Report the number of lines of the listing below containing the string "outline", with nothing added.

- _Task input_
----------------
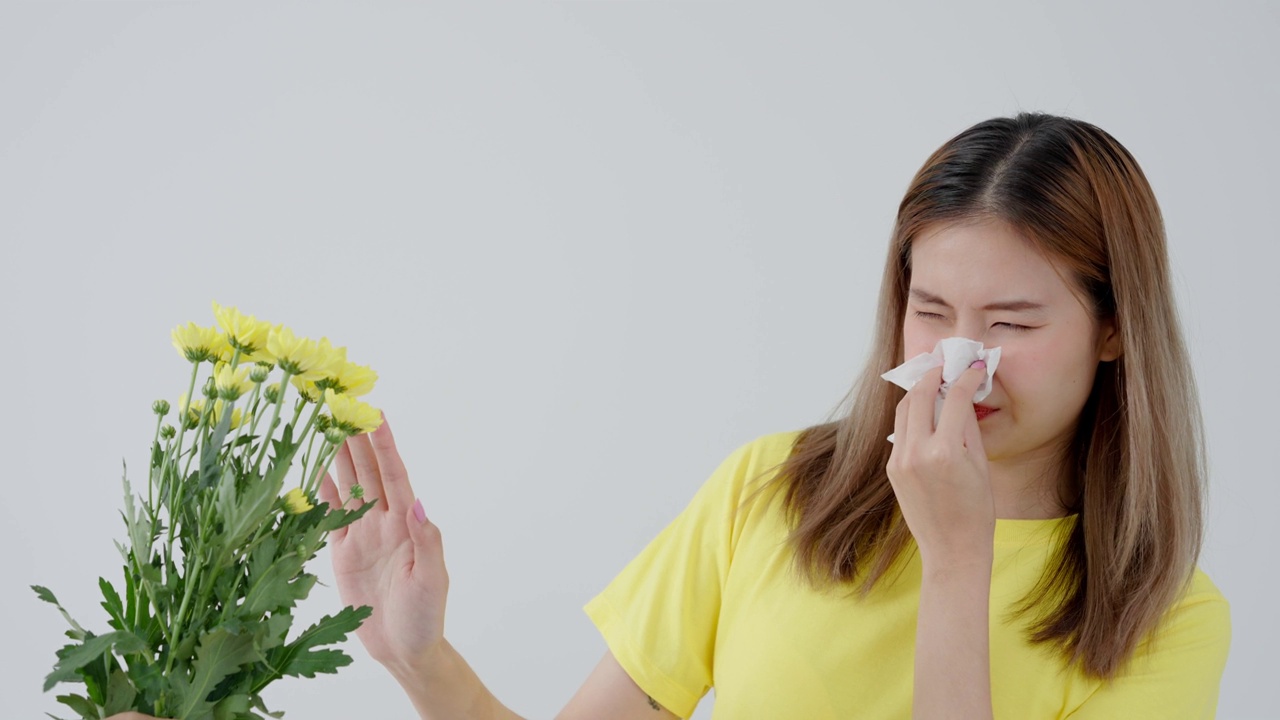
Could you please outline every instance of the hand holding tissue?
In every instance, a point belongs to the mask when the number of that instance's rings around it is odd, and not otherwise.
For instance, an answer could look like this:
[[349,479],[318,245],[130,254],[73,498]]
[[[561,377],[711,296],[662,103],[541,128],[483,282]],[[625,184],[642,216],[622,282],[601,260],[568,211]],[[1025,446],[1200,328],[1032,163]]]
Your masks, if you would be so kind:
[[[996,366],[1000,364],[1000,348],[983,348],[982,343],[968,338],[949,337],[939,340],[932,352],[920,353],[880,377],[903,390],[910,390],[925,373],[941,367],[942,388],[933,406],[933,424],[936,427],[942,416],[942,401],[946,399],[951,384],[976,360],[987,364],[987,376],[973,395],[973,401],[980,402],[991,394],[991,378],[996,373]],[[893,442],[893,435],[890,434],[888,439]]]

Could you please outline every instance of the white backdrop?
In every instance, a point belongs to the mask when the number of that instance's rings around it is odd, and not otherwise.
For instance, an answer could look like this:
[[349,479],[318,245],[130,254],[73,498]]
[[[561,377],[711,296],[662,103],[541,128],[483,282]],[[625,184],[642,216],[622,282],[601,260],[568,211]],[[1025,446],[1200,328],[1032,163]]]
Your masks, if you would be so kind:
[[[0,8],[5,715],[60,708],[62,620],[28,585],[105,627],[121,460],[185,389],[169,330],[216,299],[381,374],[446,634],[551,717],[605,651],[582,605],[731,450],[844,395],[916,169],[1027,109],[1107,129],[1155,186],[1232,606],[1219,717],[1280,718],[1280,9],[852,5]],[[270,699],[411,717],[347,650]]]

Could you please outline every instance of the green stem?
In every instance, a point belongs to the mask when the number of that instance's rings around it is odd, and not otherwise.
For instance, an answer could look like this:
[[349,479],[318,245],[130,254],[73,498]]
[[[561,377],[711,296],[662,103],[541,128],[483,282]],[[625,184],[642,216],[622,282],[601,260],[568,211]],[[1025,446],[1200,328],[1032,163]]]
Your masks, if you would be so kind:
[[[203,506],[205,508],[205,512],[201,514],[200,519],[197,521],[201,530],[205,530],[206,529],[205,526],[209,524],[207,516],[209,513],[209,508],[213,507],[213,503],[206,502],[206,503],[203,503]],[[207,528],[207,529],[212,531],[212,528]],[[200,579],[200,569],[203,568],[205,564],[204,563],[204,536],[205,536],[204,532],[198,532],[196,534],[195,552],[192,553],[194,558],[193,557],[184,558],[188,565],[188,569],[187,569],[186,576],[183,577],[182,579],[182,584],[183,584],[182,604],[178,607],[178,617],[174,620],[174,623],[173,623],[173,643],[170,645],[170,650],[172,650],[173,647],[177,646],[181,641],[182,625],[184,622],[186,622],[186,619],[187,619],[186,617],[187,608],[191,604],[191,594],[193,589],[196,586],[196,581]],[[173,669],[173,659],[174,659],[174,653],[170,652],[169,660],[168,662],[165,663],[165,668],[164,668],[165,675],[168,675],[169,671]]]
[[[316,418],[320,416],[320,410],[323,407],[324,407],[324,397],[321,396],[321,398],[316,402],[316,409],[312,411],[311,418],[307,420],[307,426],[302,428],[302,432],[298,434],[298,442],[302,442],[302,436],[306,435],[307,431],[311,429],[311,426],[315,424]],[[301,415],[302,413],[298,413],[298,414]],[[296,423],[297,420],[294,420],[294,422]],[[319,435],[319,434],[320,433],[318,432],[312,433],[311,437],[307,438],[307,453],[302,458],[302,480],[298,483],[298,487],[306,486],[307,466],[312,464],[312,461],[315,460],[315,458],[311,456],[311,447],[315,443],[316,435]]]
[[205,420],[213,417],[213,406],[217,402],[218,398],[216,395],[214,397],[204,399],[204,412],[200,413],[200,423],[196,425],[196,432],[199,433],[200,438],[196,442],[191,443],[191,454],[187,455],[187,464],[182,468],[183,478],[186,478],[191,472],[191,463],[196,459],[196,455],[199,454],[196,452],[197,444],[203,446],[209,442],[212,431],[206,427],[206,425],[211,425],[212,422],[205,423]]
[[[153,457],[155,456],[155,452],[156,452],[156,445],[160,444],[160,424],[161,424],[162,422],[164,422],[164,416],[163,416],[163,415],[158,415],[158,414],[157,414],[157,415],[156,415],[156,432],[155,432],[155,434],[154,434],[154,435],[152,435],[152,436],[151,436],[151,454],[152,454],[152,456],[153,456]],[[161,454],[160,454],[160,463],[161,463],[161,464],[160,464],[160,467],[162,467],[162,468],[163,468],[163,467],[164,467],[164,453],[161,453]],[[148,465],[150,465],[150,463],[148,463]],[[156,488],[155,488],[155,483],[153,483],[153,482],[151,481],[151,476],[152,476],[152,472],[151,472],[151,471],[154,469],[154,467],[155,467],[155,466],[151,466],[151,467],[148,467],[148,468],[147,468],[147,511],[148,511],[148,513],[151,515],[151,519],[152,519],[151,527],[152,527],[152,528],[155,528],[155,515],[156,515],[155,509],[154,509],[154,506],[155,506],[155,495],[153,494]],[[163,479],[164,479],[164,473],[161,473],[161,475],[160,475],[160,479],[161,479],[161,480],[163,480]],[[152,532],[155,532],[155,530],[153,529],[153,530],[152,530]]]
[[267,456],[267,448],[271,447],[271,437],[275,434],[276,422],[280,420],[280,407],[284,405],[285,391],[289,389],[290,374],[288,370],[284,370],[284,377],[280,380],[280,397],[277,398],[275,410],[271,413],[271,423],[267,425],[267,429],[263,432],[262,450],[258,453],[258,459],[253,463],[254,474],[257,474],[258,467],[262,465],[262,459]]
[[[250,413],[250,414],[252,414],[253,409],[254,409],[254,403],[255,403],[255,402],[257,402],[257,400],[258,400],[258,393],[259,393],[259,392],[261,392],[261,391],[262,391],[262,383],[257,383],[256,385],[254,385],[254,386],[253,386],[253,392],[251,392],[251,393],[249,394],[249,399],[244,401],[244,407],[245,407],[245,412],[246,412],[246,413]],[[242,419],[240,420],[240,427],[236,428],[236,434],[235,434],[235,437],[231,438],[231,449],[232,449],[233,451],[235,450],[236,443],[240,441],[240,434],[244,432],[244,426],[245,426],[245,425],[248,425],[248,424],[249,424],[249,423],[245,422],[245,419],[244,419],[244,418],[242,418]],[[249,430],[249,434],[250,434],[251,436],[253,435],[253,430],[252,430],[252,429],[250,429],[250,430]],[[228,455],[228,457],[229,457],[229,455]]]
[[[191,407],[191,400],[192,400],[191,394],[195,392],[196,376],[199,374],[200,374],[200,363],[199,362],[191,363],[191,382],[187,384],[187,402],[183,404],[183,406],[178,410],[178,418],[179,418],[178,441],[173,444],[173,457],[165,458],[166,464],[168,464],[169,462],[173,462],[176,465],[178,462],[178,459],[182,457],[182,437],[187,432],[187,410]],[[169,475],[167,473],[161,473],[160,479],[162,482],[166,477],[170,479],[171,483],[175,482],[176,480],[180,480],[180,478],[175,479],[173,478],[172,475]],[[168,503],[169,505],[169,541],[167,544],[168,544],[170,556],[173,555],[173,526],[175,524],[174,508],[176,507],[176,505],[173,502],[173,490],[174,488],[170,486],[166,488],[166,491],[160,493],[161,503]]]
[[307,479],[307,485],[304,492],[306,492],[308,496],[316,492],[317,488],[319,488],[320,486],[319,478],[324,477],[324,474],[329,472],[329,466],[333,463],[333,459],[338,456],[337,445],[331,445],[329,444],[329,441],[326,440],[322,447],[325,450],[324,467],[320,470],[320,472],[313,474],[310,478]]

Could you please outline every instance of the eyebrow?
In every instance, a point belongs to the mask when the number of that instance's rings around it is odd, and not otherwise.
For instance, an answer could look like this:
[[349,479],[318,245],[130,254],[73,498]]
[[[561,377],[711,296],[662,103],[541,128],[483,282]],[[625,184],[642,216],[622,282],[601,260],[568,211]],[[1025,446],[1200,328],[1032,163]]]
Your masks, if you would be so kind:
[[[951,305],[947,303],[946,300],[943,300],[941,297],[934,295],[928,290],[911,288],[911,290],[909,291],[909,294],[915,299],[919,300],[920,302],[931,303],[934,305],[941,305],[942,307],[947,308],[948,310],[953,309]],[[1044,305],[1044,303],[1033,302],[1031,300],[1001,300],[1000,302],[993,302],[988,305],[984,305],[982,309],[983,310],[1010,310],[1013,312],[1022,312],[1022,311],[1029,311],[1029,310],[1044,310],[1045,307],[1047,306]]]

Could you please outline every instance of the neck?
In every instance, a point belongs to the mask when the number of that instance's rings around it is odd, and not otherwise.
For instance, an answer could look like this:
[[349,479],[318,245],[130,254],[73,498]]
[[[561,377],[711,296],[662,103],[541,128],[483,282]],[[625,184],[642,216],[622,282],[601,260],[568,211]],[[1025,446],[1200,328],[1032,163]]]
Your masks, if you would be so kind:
----------------
- _Problem solution_
5